- **DOELEN**:
1/ Beantwoord drie vragen over de Kamervraag hieronder:
(a) Op welke datum werd de Kamervraag ingediend?
(b) Wie heeft de Kamervraag beantwoord?
(c) Wat is het antwoord op vraag 1?
2/ Typ een stuk van de Kamervraag hieronder precies over. Begin bij de woorden "Ingediend 12 april" en stop na "en koninkrijksrelaties) (D66)".

- **BRON**:
^^^^^^^^

Kamervraag 2019Z07615

Het bericht ‘Tijdelijk huurcontract zit steeds meer huurder dwars’

Ingediend 12 april 2019
Beantwoord 20 mei 2019 (na 38 dagen)
Indiener Paul Smeulders (GL)
Beantwoord door Kajsa Ollongren (viceminister-president , minister binnenlandse zaken en koninkrijksrelaties) (D66)
Onderwerpen huisvesting huren en verhuren
Bron vraag https://zoek.officielebekendmakingen.nl/kv-tk-2019Z07615.html
Bron antwoord https://zoek.officielebekendmakingen.nl/ah-tk-20182019-2701.html
  • Vraag 1
    Kent u het bericht «Tijdelijk huurcontract zit steeds meer huurder dwars»?1

    Ja

  • Vraag 2
    Herkent u de verhalen uit het bericht van huurders die na twee jaar hun woning moeten verlaten omdat de verhuurder bang is dat de huurder anders niet meer uit de woning vertrekt vanwege de huurbescherming bij een huurovereenkomst voor onbepaalde tijd? Zo ja, hoe beoordeelt u dit soort situaties? Zo nee, wat is dan uw beeld?

^^^^^^^^

- **UITTREKSEL GEGEVENS**:
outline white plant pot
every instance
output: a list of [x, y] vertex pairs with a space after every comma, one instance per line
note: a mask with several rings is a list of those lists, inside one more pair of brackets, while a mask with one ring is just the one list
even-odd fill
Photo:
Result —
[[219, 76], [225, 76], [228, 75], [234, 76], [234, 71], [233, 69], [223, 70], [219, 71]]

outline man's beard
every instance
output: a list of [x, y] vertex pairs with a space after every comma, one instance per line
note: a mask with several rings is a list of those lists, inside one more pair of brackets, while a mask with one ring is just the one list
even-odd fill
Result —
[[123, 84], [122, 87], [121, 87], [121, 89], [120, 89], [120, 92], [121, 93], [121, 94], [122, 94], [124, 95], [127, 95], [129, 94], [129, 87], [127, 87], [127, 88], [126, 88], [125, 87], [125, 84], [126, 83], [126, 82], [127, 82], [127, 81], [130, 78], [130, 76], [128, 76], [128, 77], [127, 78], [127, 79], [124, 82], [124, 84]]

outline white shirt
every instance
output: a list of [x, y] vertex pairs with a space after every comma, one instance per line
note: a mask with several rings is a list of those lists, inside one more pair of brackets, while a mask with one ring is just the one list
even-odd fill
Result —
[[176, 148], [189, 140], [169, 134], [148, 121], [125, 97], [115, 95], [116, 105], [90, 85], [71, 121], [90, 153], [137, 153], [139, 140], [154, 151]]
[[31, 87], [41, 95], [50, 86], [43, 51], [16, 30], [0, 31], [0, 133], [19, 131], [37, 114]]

^^^^^^^^

- **ANTWOORDEN PER TAAK**:
1/
(a) Op 12 april 2019.
(b) Kajsa Ollongren.
(c) Ja.

2/
Ingediend 12 april 2019
Beantwoord 20 mei 2019 (na 38 dagen)
Indiener Paul Smeulders (GL)
Beantwoord door Kajsa Ollongren (viceminister-president , minister binnenlandse zaken en koninkrijksrelaties) (D66)